Testo in esame |
○ ○ ○
Gli attacchi hacker nemico numero uno
Da gennaio 2023 si contano in media 3,5 attacchi informatici al mese contro strutture sanitarie, metà dei quali sfociano in incidenti gravi che compromettono la disponibilità e la riservatezza dei servizi, mettendo a rischio la privacy dei pazienti e il funzionamento dei servizi. Il dato, rilanciato nel corso dell’incontro del Forum, arriva dall’Agenzia per la Cybersicurezza Nazionale, che attribuisce le cause di questi attacchi in gran parte a pratiche di sicurezza inadeguate o ignorate, derivanti da scarsa formazione del personale e dalla mancanza di politiche di sicurezza centralizzate. Nel periodo 2023-2024, il numero di eventi cyber nel settore sanitario è aumentato drasticamente, con un incremento del 111%, passando da 27 eventi nel 2023 a 57 nel 2024. Il dato ancora più drammatico è che 55 di questi 57 attacchi si sono trasformati in incidenti di sicurezza. In pratica, oltre il 95% degli eventi va a segno e comporta il blocco di uno o più servizi della sanità digitale. In tutti gli altri settori, compreso quello del finance, del retail, dell’ecommerce e dei settori più generalisti, le percentuali di successo sono molto più basse, è stato sottolineato nel corso dei lavori del Forum.
Il paradosso è che questi attacchi informatici diventano tanto più numerosi e pericolosi, quanto mano richiedono sforzo da pare dei criminali informatici. Sempre più spesso, infatti, l’intelligenza artificiale viene utilizzata per creare tool sofisticati e sistemi di attacco e sottrazione dei dati di analisi automatici e in grado di rigenerarsi. I motivi che rendono la sanità un obiettivo sensibili sono evidenti: il dato sanitario ha valore inestimabile. Chi ha in mano le cartelle cliniche delle persone, chi ha accesso ai dati delle strutture medico sanitarie può fare ricerca, può studiare i farmaci, può fare analisi di ogni tipo, sull’aspettativa di vita della popolazione o del singolo, sull’epidemiologia di un territorio. Tutte queste conoscenze possono allettare chiunque, dalle banche alle assicurazioni, dalle società che vengono servizi o alle imprese del farmaco.
○ ○ ○
Cosa fare |
1) Secondo il testo sugli attacchi hacker alla sanità, quanti eventi cyber si sono contati nel settore sanitario nel 2024?
2) Ritrascrivi dal testo sugli attacchi hacker alla sanità tutto il passo che va da "Il paradosso è" giù fino a "imprese del farmaco.", senza cambiare nulla.
Per rispondere basati soltanto sul testo in esame.
○ ○ ○
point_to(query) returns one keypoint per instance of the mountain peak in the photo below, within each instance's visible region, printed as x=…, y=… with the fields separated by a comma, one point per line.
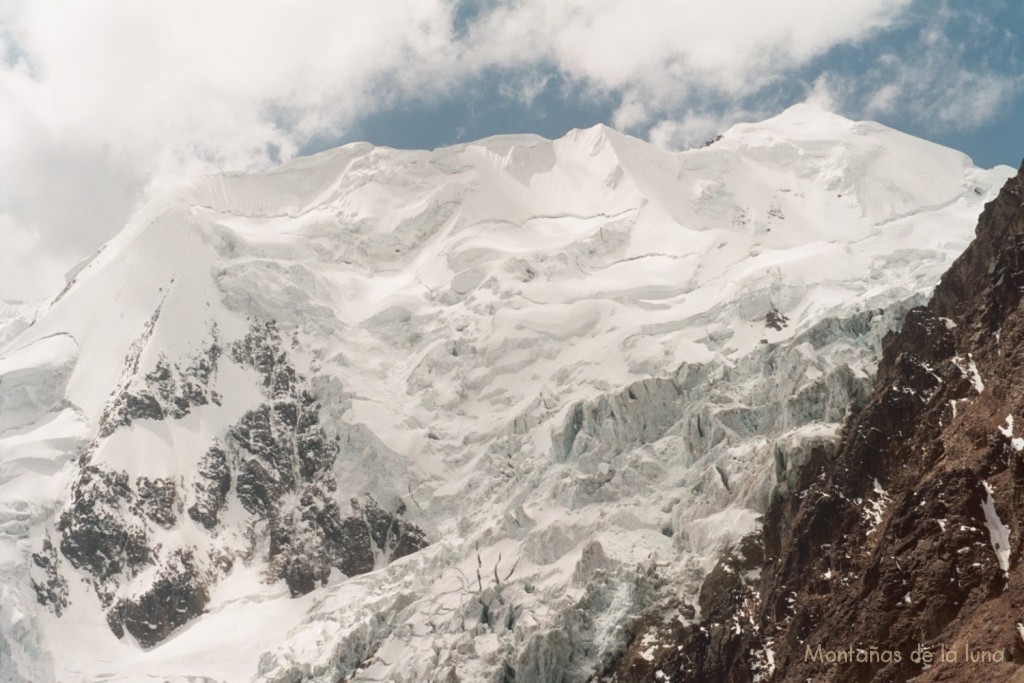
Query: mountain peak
x=401, y=402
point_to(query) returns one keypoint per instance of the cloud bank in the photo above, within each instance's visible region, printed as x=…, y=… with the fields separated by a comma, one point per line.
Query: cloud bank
x=105, y=101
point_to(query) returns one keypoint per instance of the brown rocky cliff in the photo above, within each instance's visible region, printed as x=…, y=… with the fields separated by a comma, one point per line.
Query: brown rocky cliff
x=894, y=542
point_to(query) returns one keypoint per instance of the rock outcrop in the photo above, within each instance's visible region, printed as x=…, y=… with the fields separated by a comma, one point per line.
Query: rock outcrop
x=897, y=557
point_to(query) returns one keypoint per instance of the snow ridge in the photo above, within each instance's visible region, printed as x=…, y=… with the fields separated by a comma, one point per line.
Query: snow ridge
x=551, y=379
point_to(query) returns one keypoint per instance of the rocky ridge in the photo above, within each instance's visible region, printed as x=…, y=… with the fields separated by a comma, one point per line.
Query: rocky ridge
x=896, y=556
x=264, y=397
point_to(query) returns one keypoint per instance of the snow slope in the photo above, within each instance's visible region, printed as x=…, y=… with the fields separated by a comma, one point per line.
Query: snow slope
x=579, y=366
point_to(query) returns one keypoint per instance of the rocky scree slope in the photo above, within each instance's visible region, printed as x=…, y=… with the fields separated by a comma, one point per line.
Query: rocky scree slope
x=911, y=532
x=460, y=415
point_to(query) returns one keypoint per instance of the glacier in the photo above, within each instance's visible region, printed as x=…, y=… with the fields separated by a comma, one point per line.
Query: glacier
x=552, y=380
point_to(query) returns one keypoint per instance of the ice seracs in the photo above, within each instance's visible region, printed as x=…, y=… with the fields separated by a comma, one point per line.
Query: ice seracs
x=502, y=397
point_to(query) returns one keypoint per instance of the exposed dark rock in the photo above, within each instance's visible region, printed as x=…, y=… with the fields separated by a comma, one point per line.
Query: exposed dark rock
x=775, y=319
x=284, y=471
x=50, y=588
x=286, y=475
x=889, y=545
x=211, y=487
x=158, y=500
x=96, y=528
x=165, y=392
x=177, y=595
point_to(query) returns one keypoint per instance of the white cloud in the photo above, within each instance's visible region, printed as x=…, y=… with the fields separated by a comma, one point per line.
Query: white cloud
x=101, y=99
x=934, y=81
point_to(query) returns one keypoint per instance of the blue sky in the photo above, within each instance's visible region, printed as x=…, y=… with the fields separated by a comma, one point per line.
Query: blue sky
x=107, y=102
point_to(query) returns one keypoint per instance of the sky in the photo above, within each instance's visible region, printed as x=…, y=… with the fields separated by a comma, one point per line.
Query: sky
x=104, y=103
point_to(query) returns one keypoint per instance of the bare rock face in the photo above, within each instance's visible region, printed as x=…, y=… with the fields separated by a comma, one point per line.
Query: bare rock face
x=904, y=546
x=275, y=460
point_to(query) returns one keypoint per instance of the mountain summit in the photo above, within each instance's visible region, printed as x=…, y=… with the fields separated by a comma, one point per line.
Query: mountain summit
x=457, y=415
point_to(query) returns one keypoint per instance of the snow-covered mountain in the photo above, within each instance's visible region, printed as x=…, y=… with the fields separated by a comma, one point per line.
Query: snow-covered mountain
x=451, y=415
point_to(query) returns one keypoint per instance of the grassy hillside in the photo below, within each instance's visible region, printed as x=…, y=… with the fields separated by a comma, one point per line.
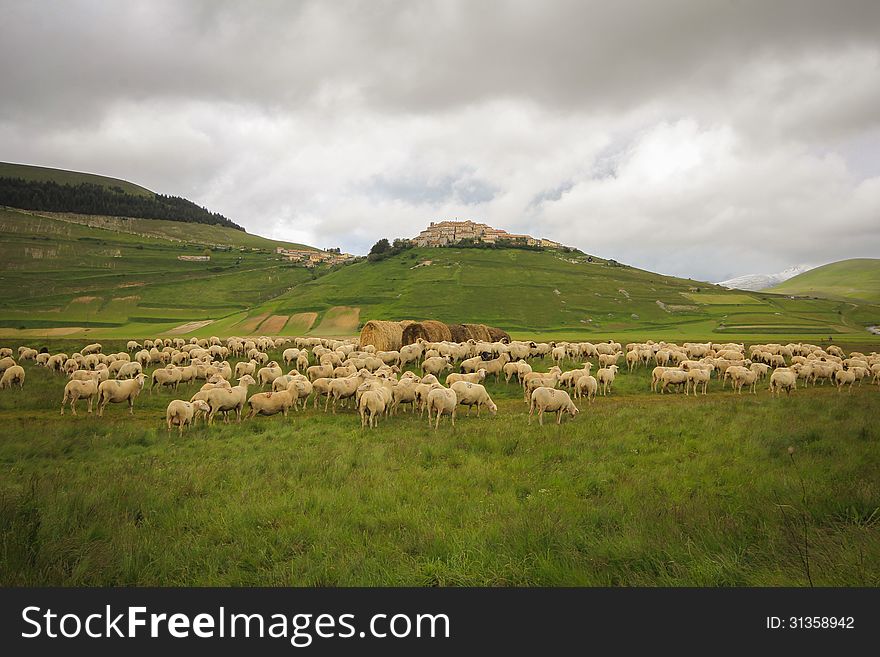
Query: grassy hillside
x=74, y=275
x=639, y=489
x=529, y=292
x=62, y=177
x=857, y=280
x=59, y=277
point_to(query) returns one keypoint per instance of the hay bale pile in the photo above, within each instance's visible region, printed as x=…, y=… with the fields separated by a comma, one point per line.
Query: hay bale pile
x=430, y=330
x=459, y=332
x=479, y=332
x=497, y=334
x=385, y=336
x=391, y=336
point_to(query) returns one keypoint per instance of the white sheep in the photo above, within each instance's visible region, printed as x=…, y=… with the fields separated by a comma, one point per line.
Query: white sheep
x=673, y=377
x=697, y=377
x=783, y=379
x=270, y=403
x=79, y=389
x=6, y=363
x=181, y=412
x=553, y=400
x=441, y=401
x=436, y=365
x=169, y=376
x=11, y=376
x=473, y=377
x=605, y=377
x=473, y=394
x=116, y=391
x=586, y=385
x=231, y=399
x=370, y=406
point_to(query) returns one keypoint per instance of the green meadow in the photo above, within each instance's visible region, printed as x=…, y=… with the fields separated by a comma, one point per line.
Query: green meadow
x=118, y=278
x=857, y=279
x=638, y=489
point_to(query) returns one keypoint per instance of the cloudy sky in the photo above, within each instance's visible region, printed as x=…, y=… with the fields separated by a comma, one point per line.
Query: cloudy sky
x=703, y=139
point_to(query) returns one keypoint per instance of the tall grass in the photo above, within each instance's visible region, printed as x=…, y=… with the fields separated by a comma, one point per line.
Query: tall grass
x=638, y=490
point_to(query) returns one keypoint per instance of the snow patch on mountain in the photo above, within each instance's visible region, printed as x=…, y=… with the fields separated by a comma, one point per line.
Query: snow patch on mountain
x=754, y=282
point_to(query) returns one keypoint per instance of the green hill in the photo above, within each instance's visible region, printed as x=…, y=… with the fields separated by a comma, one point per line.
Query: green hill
x=64, y=277
x=856, y=280
x=75, y=275
x=63, y=177
x=555, y=294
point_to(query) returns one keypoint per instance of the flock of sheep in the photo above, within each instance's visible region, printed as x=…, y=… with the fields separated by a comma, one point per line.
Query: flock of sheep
x=378, y=383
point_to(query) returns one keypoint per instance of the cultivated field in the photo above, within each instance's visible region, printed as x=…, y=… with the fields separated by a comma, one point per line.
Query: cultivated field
x=638, y=489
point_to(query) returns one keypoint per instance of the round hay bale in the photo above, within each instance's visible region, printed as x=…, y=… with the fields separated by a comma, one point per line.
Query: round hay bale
x=479, y=332
x=384, y=336
x=459, y=332
x=498, y=335
x=429, y=329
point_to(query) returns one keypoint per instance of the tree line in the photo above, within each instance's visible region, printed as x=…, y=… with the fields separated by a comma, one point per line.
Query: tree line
x=88, y=198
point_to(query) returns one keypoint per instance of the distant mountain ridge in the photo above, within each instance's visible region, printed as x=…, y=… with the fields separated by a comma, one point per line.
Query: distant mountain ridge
x=48, y=190
x=755, y=282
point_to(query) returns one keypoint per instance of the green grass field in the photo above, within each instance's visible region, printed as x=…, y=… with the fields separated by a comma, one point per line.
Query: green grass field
x=856, y=280
x=56, y=275
x=121, y=278
x=639, y=489
x=63, y=177
x=544, y=293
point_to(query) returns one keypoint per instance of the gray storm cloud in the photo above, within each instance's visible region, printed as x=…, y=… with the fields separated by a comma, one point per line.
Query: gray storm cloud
x=702, y=139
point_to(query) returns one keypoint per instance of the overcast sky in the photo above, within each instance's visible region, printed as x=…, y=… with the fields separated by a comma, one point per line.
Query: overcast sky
x=703, y=139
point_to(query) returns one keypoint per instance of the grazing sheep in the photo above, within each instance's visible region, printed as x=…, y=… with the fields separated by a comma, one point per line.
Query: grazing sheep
x=6, y=363
x=11, y=376
x=586, y=385
x=747, y=377
x=245, y=367
x=270, y=403
x=268, y=374
x=316, y=372
x=436, y=365
x=167, y=376
x=844, y=377
x=225, y=400
x=116, y=391
x=605, y=377
x=673, y=377
x=473, y=394
x=129, y=370
x=26, y=353
x=76, y=390
x=540, y=379
x=371, y=405
x=403, y=393
x=474, y=377
x=783, y=379
x=181, y=413
x=697, y=378
x=656, y=373
x=442, y=401
x=553, y=400
x=517, y=368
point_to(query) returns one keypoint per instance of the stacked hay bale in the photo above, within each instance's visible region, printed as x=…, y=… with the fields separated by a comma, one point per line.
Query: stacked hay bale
x=430, y=330
x=498, y=335
x=459, y=332
x=391, y=336
x=385, y=336
x=479, y=332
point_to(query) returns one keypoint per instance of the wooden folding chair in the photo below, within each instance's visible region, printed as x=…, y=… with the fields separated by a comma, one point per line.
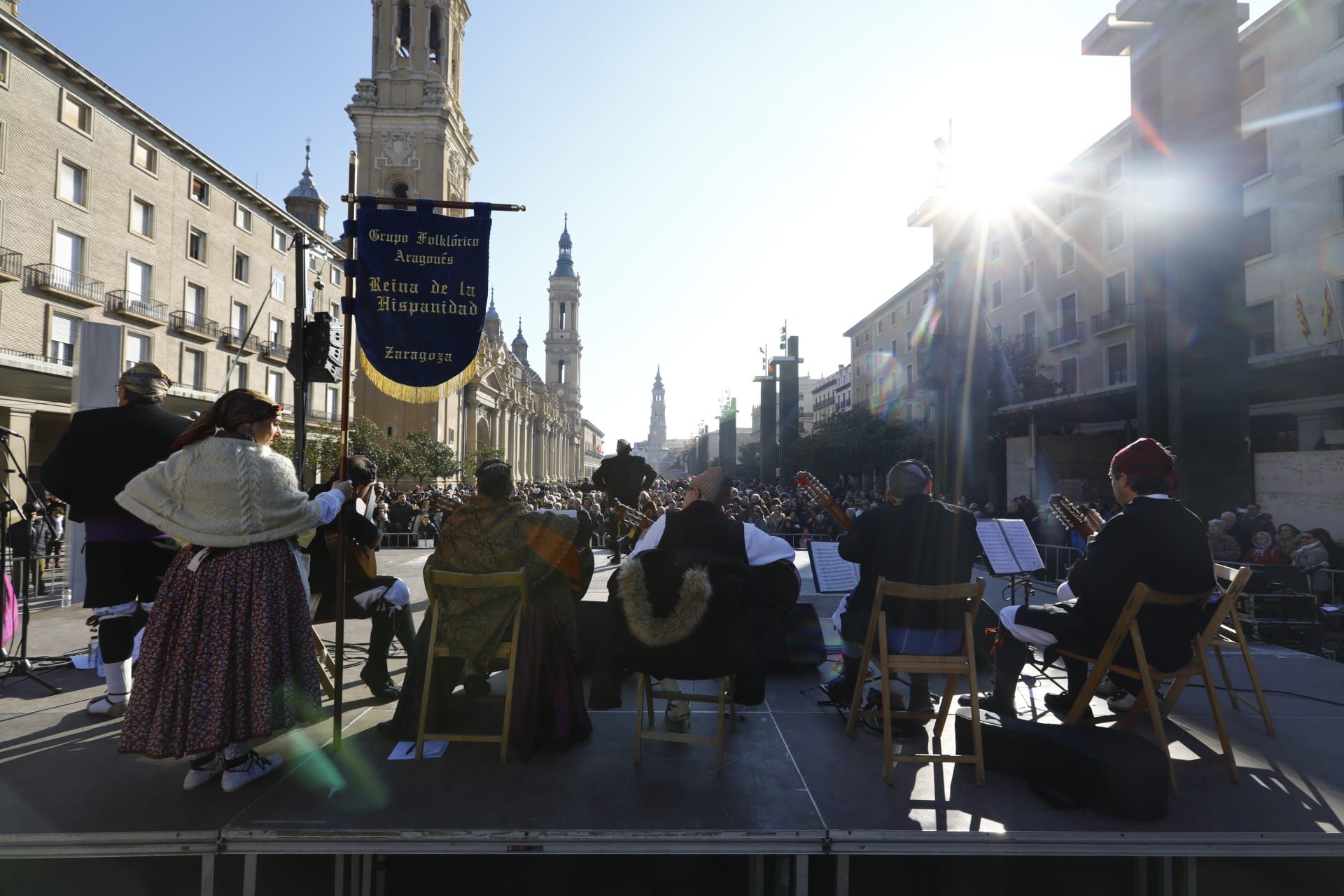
○ ○ ○
Risposte dell'esercizio |
1) Nel 2024 si sono contati 57 eventi cyber nel settore sanitario.

2)
Il paradosso è che questi attacchi informatici diventano tanto più numerosi e pericolosi, quanto mano richiedono sforzo da pare dei criminali informatici. Sempre più spesso, infatti, l’intelligenza artificiale viene utilizzata per creare tool sofisticati e sistemi di attacco e sottrazione dei dati di analisi automatici e in grado di rigenerarsi. I motivi che rendono la sanità un obiettivo sensibili sono evidenti: il dato sanitario ha valore inestimabile. Chi ha in mano le cartelle cliniche delle persone, chi ha accesso ai dati delle strutture medico sanitarie può fare ricerca, può studiare i farmaci, può fare analisi di ogni tipo, sull’aspettativa di vita della popolazione o del singolo, sull’epidemiologia di un territorio. Tutte queste conoscenze possono allettare chiunque, dalle banche alle assicurazioni, dalle società che vengono servizi o alle imprese del farmaco.